Extend the passage on aqueous ink compositions for writing instruments, starting right after its last sentence.

### [DOCUMENT EXTRACT]

-- BEGIN --

As the thickener, for example, cellulose derivatives can be used, and examples thereof include hydroxyalkyl cellulose, carboxymethylcellulose (CMC) or salts thereof, fermented cellulose, crystalline cellulose, and polysaccharides. Examples of the polysaccharides that can be used include xanthan gum, guar gum, hydroxypropylated guar gum, casein, gum arabic, gelatin, amylose, agarose, agaropectin, arabinan, curdlan, callose, carboxymethyl starch, chitin, chitosan, quince seed, glucomannan, gellan gum, tamarind seed gum, dextran, nigeran, hyaluronic acid, pustulan, funoran, HM pectin, porphyran, laminaran, lichenan, carrageenan, alginic acid, tragacanth gum, alkasy gum, succinoglycan, locust bean gum, and tara gum.
Examples of the synthetic polymer include polyacrylic acids, polyvinyl alcohol, polyethylene oxide, polyvinylpyrrolidone, polyvinyl methyl ether, bisacrylamide methyl ether, polyacrylamide, polyethyleneimine, polyethylene glycol, polydioxolane, polystyrene sulfonic acid, and polypropylene oxide.
One of these may be used alone or two or more in combination. Commercially available products of these, if present, can be used.
Regarding the aqueous ink composition for a writing instrument of the first disclosure, the aqueous ink composition for a writing instrument having excellent coloring properties can be produced by appropriately combining at least the coloring material, the neutralized product of the isobutylene-maleic anhydride copolymer, the polyol having two or more OH groups, the water-soluble resin and/or the resin emulsion, water, and other components, depending on the application of the ink for a writing instrument (e.g., for a ballpoint pen, a marking pen), and then stirring and mixing them using a stirrer such as a homomixer, a homogenizer, or a disperser, and, as necessary, further removing coarse particles in the ink composition through filtration or centrifugation. In addition, a pH level of the aqueous ink composition for a writing instrument of the present invention (at 25° C.) is adjusted to preferably 5 to 10, further preferably 6 to 9.5, by using a pH adjuster or the like from the viewpoint of usability, safety, stability of the ink itself, and matching with the ink container.
The aqueous ink composition for a writing instrument of the first disclosure, which is constituted as described above, includes at least the coloring material, the neutralized product of the isobutylene-maleic anhydride copolymer, the polyol having two or more OH groups, the water-soluble resin and/or the resin emulsion, and water. In the drying process, the aggregation of the coloring material and the resin occurs to form irregularities on the surface of the coating film, but the addition of the polyol reduces the aggregation caused by the evaporation of water and promotes uniform and slow aggregation. As a result, an aqueous ink composition for a writing instrument that forms a uniform coating film with low glossiness and is excellent in scratch resistance and water-resistant adherence even when writing is performed on a non-absorbing surface is produced.

-- END --

### [GIVEN DATA]
-- BEGIN --

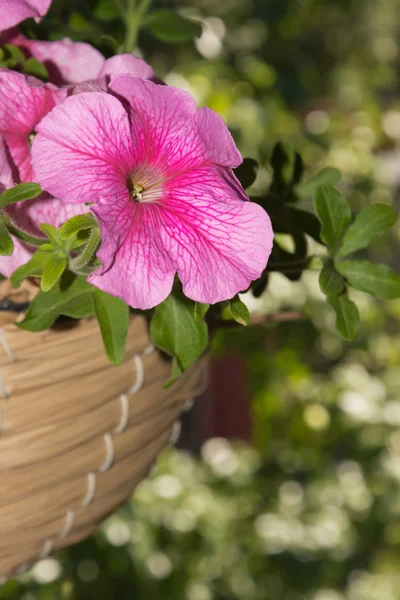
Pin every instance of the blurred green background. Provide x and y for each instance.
(311, 509)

-- END --

### [OUTPUT OF THE TASK]
An aqueous ink composition for a writing instrument of the second disclosure includes at least a coloring material, a neutralized product of an isobutylene-maleic anhydride copolymer, a water-soluble resin and/or a resin emulsion, and water, in which an acid value of a resin in the water-soluble resin and the resin emulsion is 240 or less. The aqueous ink composition for a writing instrument of the first disclosure includes at least the coloring material, the neutralized product of the isobutylene-maleic anhydride copolymer, the polyol having two or more OH groups, the water-soluble resin and/or the resin emulsion, and water, as described above. However, in the second disclosure, without including the polyol having two or more OH groups in the first disclosure, the water-soluble resin and/or the resin emulsion having properties in which an acid value of a resin in the water-soluble resin and the resin emulsion is 240 or less is included to produce an aqueous ink composition for a writing instrument that forms a uniform coating film with low glossiness and is excellent in scratch resistance and water-resistant adherence even when writing is performed on a non-absorbing surface, as well as the aqueous ink composition for a writing instrument of the first disclosure. Hereinafter, when each component used in the above aqueous ink composition for a writing instrument of the first disclosure can be used in the aqueous ink composition for a writing instrument of the second disclosure, the description thereof will be omitted with the above description being indicated.
In the aqueous ink composition for a writing instrument of the second disclosure, as the coloring material and the neutralized product of the isobutylene-maleic anhydride copolymer, the above-described coloring material and neutralized product of the isobutylene-maleic anhydride copolymer of the first disclosure can be used, and the range of each content and the like are also the same as those described in the first disclosure. Therefore, the detailed description thereof will be omitted.
In the second disclosure, it is necessary to use a water-soluble resin and/or a resin emulsion having such a characteristic that an acid value of a resin is 240 or less.
In the water-soluble resin and the resin emulsion used in the present invention, these resins having an acid value of 240 or less are used. The resins having this characteristic function as a fixing agent, a dispersant, a stabilizing agent by use of it.
The water-soluble resin and the resin emulsion that can be used are not particularly limited as long as an acid value of a resin is 240 or less. For example, at least one selected from water-soluble resins having a hydrophobic portion in the molecule, such as polyacrylic acid, acryl-based resin polyacrylic resins, acrylic resins, water-soluble styrene-acrylic resins, water-soluble styrene-maleic acid resins, polyvinyl alcohol, polyvinyl pyrrolidone, water-soluble maleic acid resins, water-soluble styrene resins, water-soluble ester-acrylic resins, ethylene-maleic acid copolymers, polyethylene oxide, and water-soluble urethane resins, and resin emulsions, such as acrylic emulsions, vinyl acetate-based emulsions, urethane-based emulsions, styrene-butadiene emulsions, styrene-acrylonitrile emulsions, silicone resin emulsions, and silicone-acrylic copolymer emulsions, in which an acid value of a resin is 240 or less, can be used.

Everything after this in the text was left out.